**Selected text**
--- Start ---
The results are in for Colorado’s brand-new science and social studies tests, and they may give teachers and parents some pause.
Only about a third of fifth and eighth graders scored in the two highest levels on science tests, and 17 percent of fourth and seventh graders scored at those levels on social studies. The social studies tests are brand-new, and the science results are lower than those on last TCAP science tests in 2013 – which aren’t comparable to the new tests.
The results are seen as a preview of how scoring likely will sort out after new language arts and math tests are given next spring in grades 3-11.
(See the chart below for a breakout of the statewide results, and search this Chalkbeat Colorado database for results by school and district.)
The science and social studies results were in line with what Department of Education officials had indicated to the State Board of Education in August, when the board signed off on cut scores for the tests (see story).
Anticipating public concern and confusion about the results of new tests, CDE officials have been stressing for months that results of the science and social studies tests – and next year’s tests – aren’t comparable to what came before.
“These new standards did set higher expectations; they definitely are more challenging,” Joyce Zurkowski, CDE director of assessment, told reporters at a briefing prior to Monday’s release of the results. “The cut scores are more rigorous than we’ve had in the past.”
A CDE document is more detailed about why scores may not be what some people think they should be:
Because the new standards reflect higher expectations, fewer students are meeting or exceeding expectations. Some students who previously met or exceeded standards now show the need for improvement. However, these new expectations do not mean that students know less than they did before or that they are less capable than they were in previous years. Instead, we are simply expecting more of students going forward to show their progress toward college and career-readiness.
--- End ---
**Data shown**
--- Start ---
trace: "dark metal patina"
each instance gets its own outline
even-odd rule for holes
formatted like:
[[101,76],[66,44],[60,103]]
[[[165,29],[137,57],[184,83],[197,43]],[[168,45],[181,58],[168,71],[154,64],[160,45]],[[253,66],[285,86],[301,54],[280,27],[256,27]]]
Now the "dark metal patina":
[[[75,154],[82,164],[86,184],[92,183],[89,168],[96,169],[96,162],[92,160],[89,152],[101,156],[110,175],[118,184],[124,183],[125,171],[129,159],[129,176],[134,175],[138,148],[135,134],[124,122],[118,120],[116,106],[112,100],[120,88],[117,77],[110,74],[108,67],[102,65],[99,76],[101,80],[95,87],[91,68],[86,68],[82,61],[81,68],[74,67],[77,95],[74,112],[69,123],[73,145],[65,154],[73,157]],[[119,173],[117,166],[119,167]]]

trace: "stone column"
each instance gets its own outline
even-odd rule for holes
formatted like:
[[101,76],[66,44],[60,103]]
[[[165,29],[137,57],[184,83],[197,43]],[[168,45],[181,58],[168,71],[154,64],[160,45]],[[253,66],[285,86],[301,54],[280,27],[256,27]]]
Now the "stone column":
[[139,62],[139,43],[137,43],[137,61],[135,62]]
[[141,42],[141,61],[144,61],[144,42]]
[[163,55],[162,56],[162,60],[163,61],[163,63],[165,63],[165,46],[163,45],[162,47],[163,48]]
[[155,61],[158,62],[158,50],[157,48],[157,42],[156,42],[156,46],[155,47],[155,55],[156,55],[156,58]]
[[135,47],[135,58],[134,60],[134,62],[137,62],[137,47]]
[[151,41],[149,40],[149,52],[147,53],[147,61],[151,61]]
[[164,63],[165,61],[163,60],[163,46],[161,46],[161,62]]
--- End ---
--- Start ---
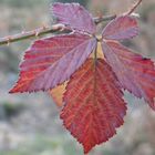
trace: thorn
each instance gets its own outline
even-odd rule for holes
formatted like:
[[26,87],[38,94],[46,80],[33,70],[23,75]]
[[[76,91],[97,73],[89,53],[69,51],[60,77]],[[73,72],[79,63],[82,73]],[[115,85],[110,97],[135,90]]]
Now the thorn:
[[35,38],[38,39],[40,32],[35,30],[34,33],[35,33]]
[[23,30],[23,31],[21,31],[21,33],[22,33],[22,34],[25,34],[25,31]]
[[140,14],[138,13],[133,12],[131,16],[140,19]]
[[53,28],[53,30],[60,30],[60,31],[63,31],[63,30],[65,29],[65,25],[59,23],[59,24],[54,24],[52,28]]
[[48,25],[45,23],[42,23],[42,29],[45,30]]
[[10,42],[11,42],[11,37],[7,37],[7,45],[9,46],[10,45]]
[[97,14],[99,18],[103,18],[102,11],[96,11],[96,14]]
--- End ---
**Your goal**
Please translate this sentence from the text on Colorado's test results into Spanish: "Some students who previously met or exceeded standards now show the need for improvement."

**Expected answer**
Algunos estudiantes que antes cumplían o superaban los estándares ahora muestran la necesidad de mejorar.